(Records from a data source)
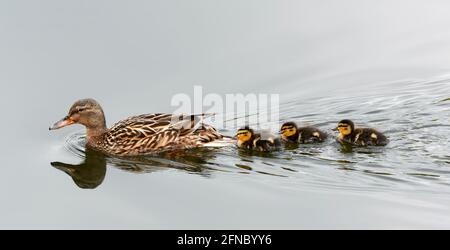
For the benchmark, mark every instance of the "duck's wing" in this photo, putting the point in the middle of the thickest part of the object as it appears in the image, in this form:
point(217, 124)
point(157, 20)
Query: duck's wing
point(151, 132)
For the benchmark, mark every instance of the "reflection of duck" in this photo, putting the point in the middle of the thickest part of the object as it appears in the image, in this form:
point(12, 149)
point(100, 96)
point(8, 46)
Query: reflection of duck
point(91, 173)
point(143, 134)
point(292, 133)
point(359, 136)
point(248, 139)
point(88, 175)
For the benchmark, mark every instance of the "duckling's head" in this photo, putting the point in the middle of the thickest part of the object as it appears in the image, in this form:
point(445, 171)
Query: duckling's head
point(244, 135)
point(346, 127)
point(288, 129)
point(86, 112)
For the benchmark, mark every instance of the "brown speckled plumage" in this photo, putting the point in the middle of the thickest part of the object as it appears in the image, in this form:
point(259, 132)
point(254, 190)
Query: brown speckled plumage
point(140, 135)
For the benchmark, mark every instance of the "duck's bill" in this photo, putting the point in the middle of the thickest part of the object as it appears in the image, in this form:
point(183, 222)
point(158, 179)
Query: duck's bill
point(66, 121)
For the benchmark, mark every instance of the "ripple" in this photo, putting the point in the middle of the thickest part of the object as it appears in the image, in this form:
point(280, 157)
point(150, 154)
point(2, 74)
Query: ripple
point(416, 156)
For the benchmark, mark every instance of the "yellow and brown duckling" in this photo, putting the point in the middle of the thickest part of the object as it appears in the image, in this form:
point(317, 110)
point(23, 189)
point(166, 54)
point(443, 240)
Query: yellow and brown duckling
point(140, 135)
point(250, 140)
point(292, 133)
point(360, 136)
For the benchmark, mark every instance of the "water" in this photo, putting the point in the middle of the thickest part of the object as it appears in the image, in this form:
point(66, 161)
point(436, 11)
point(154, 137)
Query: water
point(380, 66)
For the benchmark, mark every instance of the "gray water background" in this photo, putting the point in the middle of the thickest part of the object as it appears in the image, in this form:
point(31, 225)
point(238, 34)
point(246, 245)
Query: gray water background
point(382, 63)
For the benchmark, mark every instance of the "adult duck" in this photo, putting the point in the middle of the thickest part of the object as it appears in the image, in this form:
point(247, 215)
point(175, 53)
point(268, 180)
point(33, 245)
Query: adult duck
point(142, 134)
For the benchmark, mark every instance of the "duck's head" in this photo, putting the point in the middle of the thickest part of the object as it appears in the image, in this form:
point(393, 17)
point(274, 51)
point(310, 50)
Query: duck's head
point(244, 134)
point(288, 129)
point(345, 127)
point(86, 112)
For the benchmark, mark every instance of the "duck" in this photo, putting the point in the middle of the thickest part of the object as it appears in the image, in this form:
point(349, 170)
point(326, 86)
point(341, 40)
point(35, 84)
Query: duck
point(141, 134)
point(248, 139)
point(290, 132)
point(348, 133)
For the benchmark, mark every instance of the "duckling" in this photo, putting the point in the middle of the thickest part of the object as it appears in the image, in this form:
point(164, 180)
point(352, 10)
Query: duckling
point(292, 133)
point(264, 142)
point(360, 136)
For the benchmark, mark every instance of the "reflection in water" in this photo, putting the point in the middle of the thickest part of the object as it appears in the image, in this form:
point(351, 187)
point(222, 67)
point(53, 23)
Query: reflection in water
point(91, 173)
point(87, 175)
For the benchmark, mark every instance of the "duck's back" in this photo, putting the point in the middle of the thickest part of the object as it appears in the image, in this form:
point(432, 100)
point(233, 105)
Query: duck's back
point(143, 134)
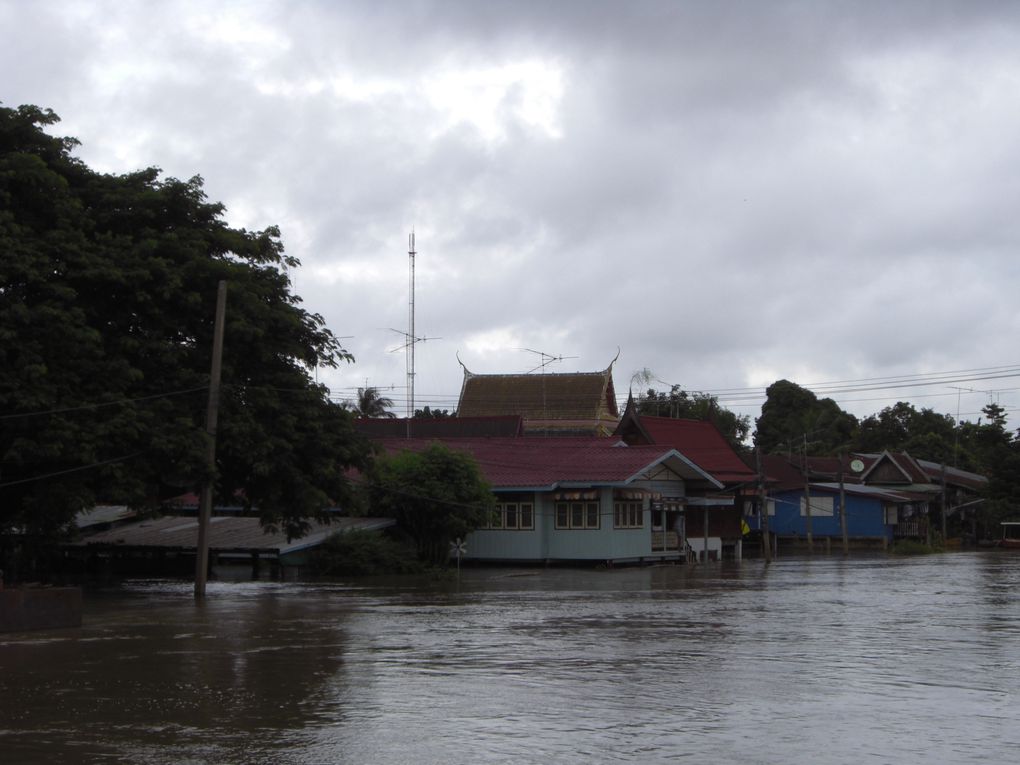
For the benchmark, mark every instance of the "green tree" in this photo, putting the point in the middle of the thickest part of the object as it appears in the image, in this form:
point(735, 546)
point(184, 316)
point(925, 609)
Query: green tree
point(679, 404)
point(793, 415)
point(924, 434)
point(437, 496)
point(373, 404)
point(107, 293)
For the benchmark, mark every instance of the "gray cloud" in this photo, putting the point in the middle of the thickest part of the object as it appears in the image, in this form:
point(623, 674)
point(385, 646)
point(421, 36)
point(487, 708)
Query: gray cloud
point(724, 191)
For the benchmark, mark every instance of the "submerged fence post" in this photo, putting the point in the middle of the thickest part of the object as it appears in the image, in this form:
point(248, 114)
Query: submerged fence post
point(212, 413)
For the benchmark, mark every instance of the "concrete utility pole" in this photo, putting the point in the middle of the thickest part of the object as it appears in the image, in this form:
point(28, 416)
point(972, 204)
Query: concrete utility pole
point(212, 414)
point(763, 506)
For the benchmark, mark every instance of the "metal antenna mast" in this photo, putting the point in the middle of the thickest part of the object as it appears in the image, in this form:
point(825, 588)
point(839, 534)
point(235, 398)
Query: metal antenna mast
point(411, 339)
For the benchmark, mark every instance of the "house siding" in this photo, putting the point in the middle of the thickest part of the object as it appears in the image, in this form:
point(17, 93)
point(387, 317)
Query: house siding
point(865, 516)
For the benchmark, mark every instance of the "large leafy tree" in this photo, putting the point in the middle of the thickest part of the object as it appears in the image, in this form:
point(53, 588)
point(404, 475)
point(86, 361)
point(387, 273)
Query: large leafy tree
point(107, 292)
point(371, 403)
point(794, 417)
point(922, 432)
point(436, 495)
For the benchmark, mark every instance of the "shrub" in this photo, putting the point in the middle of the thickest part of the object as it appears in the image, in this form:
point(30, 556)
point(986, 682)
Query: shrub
point(364, 554)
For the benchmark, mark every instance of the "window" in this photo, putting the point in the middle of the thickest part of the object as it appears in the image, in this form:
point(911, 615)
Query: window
point(628, 515)
point(513, 515)
point(576, 514)
point(820, 507)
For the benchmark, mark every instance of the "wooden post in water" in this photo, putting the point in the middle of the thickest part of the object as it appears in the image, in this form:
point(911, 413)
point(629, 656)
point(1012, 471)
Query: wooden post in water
point(807, 497)
point(945, 529)
point(212, 413)
point(843, 506)
point(763, 507)
point(706, 533)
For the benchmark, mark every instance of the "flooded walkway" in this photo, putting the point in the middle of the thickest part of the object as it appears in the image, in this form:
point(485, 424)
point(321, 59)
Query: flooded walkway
point(820, 660)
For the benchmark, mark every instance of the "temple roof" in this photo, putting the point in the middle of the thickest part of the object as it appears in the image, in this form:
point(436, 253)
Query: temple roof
point(571, 401)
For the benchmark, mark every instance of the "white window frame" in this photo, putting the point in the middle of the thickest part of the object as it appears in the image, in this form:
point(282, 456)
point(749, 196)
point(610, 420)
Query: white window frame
point(578, 515)
point(509, 516)
point(628, 514)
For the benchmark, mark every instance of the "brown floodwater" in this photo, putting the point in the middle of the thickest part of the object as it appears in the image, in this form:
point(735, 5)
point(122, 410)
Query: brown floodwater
point(807, 660)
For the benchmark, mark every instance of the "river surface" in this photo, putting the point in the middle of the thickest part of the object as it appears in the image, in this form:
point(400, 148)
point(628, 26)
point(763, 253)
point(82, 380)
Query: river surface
point(809, 660)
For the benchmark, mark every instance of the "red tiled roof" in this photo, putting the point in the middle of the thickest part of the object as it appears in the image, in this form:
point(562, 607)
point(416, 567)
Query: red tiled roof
point(556, 462)
point(442, 427)
point(702, 443)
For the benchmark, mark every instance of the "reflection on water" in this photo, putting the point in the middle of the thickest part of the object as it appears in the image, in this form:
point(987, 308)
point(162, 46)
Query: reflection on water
point(818, 660)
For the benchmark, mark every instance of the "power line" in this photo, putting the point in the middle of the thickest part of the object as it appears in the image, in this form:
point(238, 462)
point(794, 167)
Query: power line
point(71, 470)
point(118, 402)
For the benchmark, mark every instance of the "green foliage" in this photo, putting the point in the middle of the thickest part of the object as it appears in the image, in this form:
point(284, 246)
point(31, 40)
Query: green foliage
point(436, 495)
point(793, 415)
point(913, 547)
point(360, 553)
point(678, 404)
point(924, 434)
point(107, 295)
point(373, 404)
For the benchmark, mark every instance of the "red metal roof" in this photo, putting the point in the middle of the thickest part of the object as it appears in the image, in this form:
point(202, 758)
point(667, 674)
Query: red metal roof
point(702, 443)
point(554, 462)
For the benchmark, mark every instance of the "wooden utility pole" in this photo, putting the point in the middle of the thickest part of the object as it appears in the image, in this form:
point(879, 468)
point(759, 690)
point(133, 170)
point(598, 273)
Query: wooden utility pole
point(843, 504)
point(763, 506)
point(807, 498)
point(706, 533)
point(212, 414)
point(945, 496)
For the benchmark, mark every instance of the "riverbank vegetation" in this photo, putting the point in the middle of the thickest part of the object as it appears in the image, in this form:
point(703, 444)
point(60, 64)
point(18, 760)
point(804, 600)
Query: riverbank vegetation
point(107, 295)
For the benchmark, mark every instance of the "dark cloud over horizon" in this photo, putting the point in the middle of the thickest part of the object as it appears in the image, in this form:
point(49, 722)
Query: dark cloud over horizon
point(729, 193)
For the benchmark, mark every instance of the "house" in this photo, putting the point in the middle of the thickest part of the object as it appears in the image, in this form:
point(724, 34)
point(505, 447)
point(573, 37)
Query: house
point(887, 496)
point(168, 544)
point(581, 499)
point(868, 508)
point(550, 404)
point(716, 514)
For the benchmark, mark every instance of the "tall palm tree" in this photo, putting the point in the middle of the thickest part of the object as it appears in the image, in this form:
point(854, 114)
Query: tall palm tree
point(372, 404)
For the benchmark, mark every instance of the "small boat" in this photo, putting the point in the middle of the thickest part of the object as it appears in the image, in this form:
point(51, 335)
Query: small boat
point(1011, 534)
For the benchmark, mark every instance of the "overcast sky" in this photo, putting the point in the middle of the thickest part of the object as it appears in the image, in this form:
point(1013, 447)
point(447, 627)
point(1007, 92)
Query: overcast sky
point(724, 193)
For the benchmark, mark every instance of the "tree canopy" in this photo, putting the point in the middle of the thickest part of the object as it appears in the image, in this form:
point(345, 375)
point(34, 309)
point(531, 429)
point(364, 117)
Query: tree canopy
point(107, 293)
point(371, 403)
point(436, 495)
point(794, 416)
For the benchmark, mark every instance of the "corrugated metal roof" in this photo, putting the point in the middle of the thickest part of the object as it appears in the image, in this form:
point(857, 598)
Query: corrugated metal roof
point(102, 514)
point(225, 533)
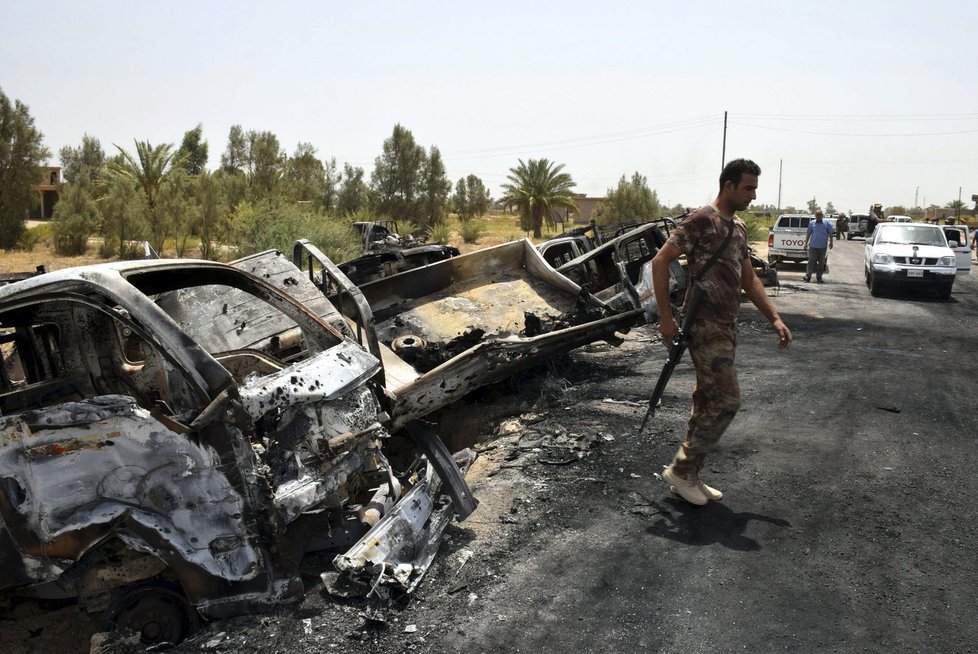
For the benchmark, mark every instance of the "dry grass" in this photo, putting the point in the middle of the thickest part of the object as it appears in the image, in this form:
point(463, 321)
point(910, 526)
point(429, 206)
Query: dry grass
point(43, 254)
point(498, 228)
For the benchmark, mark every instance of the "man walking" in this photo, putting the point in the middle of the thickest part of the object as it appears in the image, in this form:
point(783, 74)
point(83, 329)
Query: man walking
point(714, 241)
point(817, 241)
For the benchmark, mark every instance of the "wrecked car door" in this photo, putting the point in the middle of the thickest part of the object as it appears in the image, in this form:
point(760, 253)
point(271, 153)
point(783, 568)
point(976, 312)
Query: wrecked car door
point(619, 272)
point(958, 240)
point(176, 436)
point(103, 486)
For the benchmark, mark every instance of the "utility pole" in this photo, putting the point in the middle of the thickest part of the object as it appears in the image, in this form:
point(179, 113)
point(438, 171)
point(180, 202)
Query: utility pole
point(780, 167)
point(723, 153)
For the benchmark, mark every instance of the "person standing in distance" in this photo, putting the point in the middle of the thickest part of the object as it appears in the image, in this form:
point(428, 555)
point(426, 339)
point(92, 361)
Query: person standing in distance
point(819, 238)
point(713, 338)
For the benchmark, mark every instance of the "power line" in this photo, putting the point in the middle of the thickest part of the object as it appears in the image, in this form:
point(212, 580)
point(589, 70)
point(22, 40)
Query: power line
point(577, 142)
point(875, 135)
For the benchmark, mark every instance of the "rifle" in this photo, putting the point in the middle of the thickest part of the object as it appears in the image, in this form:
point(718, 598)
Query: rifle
point(676, 349)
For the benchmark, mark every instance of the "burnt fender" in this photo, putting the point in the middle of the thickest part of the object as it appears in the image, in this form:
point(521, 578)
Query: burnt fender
point(424, 436)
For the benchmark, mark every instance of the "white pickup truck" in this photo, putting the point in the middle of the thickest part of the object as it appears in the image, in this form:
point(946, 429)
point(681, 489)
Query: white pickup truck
point(786, 239)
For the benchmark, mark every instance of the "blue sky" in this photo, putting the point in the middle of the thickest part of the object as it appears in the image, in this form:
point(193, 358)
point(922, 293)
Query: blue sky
point(862, 101)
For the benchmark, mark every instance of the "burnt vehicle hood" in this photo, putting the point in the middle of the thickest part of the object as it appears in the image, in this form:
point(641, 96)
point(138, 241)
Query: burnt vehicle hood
point(321, 378)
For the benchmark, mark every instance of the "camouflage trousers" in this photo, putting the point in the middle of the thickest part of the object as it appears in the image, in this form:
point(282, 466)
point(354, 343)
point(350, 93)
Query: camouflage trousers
point(716, 398)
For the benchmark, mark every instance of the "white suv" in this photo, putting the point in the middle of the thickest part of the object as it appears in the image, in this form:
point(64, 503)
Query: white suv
point(909, 254)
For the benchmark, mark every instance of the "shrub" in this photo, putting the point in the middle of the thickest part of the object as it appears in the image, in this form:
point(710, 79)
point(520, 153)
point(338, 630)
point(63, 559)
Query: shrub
point(31, 237)
point(440, 234)
point(277, 225)
point(471, 230)
point(756, 227)
point(76, 217)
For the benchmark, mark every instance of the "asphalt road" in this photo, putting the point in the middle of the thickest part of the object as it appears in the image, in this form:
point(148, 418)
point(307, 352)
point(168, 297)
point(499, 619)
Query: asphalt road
point(848, 523)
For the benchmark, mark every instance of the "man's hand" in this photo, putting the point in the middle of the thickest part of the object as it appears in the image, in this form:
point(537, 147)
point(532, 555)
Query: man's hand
point(669, 329)
point(784, 334)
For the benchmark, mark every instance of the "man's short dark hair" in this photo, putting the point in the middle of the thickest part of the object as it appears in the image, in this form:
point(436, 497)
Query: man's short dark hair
point(734, 171)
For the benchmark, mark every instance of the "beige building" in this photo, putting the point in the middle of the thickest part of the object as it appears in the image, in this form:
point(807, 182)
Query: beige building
point(586, 208)
point(49, 192)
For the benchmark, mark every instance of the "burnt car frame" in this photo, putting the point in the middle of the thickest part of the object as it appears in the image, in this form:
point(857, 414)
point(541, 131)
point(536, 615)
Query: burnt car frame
point(160, 459)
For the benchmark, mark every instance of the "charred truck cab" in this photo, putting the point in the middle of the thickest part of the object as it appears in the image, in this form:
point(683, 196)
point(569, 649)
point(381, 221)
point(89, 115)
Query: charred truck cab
point(176, 435)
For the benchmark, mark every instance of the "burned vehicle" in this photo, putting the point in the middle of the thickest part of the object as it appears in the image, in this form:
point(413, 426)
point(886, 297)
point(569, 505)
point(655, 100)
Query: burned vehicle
point(175, 436)
point(619, 271)
point(375, 265)
point(445, 329)
point(386, 252)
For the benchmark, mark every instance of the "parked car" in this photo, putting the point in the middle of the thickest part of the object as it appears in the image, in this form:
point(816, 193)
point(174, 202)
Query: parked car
point(858, 225)
point(909, 255)
point(786, 238)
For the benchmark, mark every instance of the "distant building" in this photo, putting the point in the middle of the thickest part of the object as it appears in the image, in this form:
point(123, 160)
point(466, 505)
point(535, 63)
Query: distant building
point(586, 208)
point(49, 191)
point(934, 214)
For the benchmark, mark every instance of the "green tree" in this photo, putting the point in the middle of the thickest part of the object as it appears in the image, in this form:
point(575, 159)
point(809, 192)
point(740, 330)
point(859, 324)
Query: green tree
point(394, 182)
point(193, 151)
point(354, 194)
point(272, 223)
point(148, 169)
point(233, 187)
point(305, 176)
point(630, 201)
point(22, 152)
point(85, 161)
point(236, 154)
point(536, 189)
point(76, 217)
point(434, 187)
point(265, 163)
point(258, 156)
point(471, 198)
point(124, 217)
point(332, 178)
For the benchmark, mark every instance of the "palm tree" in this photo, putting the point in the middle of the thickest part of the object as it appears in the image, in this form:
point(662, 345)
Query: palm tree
point(536, 188)
point(148, 169)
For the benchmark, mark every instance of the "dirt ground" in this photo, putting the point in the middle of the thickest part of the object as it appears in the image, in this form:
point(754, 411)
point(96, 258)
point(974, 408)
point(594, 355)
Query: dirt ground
point(847, 523)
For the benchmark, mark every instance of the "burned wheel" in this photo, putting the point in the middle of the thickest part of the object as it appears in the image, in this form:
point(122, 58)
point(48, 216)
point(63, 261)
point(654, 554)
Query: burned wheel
point(158, 611)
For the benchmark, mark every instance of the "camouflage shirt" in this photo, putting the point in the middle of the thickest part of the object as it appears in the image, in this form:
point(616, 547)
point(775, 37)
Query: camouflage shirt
point(699, 236)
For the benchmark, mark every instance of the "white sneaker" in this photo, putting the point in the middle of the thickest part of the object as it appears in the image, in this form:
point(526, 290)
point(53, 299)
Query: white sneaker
point(687, 489)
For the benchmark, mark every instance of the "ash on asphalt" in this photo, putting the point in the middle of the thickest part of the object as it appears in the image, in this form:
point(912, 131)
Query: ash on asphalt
point(845, 526)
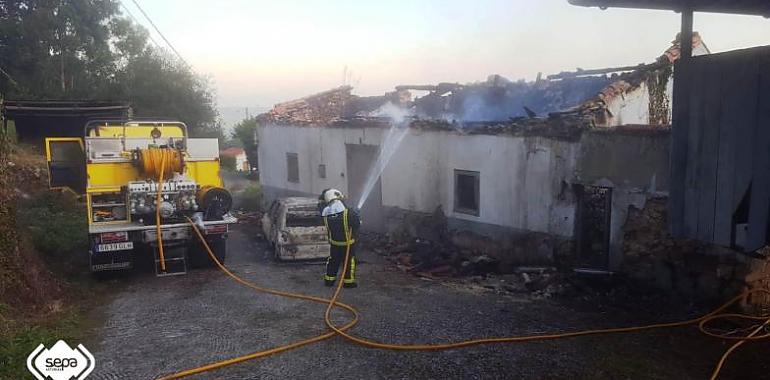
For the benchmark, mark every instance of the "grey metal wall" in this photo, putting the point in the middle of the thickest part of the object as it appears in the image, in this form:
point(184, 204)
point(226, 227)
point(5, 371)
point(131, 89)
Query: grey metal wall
point(720, 156)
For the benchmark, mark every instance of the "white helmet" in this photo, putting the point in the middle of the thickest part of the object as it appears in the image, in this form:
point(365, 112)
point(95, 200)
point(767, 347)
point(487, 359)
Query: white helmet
point(332, 194)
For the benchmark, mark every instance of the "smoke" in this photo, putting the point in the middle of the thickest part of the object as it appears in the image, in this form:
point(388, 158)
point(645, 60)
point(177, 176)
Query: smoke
point(399, 127)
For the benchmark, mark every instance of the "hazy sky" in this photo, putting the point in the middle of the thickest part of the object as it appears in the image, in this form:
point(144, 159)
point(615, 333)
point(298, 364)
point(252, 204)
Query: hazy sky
point(264, 52)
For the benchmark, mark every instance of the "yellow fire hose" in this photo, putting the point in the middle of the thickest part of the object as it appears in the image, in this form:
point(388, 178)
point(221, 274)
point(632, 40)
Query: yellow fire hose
point(158, 161)
point(701, 322)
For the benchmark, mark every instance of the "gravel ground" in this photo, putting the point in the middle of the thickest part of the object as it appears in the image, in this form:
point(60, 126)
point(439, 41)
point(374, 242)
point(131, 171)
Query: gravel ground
point(156, 326)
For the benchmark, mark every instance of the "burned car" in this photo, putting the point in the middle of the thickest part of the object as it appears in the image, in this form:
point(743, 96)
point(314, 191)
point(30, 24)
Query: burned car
point(295, 229)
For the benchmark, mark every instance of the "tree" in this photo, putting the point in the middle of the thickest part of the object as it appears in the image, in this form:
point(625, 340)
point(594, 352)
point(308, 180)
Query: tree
point(246, 132)
point(85, 49)
point(228, 162)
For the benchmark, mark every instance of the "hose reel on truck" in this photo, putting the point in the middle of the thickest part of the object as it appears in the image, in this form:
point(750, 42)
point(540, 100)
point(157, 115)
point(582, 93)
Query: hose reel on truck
point(144, 177)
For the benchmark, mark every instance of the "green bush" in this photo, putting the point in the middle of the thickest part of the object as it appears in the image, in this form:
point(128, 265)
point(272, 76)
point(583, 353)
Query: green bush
point(250, 198)
point(227, 163)
point(56, 223)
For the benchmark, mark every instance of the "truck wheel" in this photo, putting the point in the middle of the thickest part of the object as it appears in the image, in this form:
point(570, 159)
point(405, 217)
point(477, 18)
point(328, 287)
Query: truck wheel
point(199, 257)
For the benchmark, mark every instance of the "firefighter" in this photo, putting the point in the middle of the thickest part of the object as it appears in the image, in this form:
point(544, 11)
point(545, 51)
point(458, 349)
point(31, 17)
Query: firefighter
point(342, 226)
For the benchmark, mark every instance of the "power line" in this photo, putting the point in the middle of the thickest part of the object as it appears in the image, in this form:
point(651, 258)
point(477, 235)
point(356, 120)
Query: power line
point(125, 8)
point(10, 78)
point(161, 34)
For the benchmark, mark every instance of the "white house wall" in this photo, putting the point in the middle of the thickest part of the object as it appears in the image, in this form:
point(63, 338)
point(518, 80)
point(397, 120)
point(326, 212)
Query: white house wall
point(520, 178)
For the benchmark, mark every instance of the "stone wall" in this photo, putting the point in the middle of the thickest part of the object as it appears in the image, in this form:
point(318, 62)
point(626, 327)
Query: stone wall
point(689, 268)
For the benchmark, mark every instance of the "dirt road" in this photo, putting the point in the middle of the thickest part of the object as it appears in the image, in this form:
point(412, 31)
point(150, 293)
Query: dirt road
point(156, 326)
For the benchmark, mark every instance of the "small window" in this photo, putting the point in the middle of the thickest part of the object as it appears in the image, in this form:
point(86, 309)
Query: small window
point(292, 167)
point(321, 171)
point(467, 192)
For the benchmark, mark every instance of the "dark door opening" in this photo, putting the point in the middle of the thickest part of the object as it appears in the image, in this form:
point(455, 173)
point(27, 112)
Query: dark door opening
point(360, 159)
point(592, 226)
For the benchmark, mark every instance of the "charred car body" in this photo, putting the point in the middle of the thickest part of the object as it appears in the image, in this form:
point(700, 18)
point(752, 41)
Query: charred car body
point(295, 229)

» **What is expected**
Convert the records into a numbered list, starting at the beginning and ending with the line that contains "point(416, 156)", including both ends and leaving out blank lines and pictures.

» **Task solution**
1. For the benchmark, mark every instance of the "duck's wing" in this photo, putting the point in the middle of the thickest part of the object as it appears in the image, in this form:
2. point(217, 124)
3. point(157, 20)
4. Query: duck's wing
5. point(151, 132)
6. For the benchmark, mark every instance of the "reflection of duck" in this photo, putting the point in the middle of the thickest part of the object as it appears in the image, in this form:
7. point(12, 149)
8. point(100, 96)
9. point(8, 46)
10. Query: reflection of duck
11. point(91, 173)
12. point(143, 134)
13. point(292, 133)
14. point(359, 136)
15. point(248, 139)
16. point(88, 175)
17. For the benchmark, mark every instance of the "duckling's head" in this photo, putting the point in the middle of the thickest part of the object as it appears in the image, in this form:
18. point(445, 171)
19. Query: duckling's head
20. point(244, 135)
21. point(346, 127)
22. point(288, 129)
23. point(86, 112)
24. For the benchmark, mark every instance of the "brown speckled plumage" in this photo, putting the point in the middle of the thickest part of the object as it appears in the image, in this form:
25. point(259, 132)
26. point(254, 190)
27. Query: brown speckled plumage
28. point(140, 135)
29. For the benchmark, mark every instance of the "duck's bill" in this photo, putting the point in the middle of the thickest part of the object as it appears in the image, in this form:
30. point(183, 222)
31. point(158, 179)
32. Query: duck's bill
33. point(66, 121)
34. For the benchmark, mark every instance of the "ripple" in this photo, putting the point in the middle of the thickest part of the object as it appears in the image, in this form:
35. point(280, 157)
36. point(150, 154)
37. point(2, 74)
38. Query: ripple
39. point(416, 156)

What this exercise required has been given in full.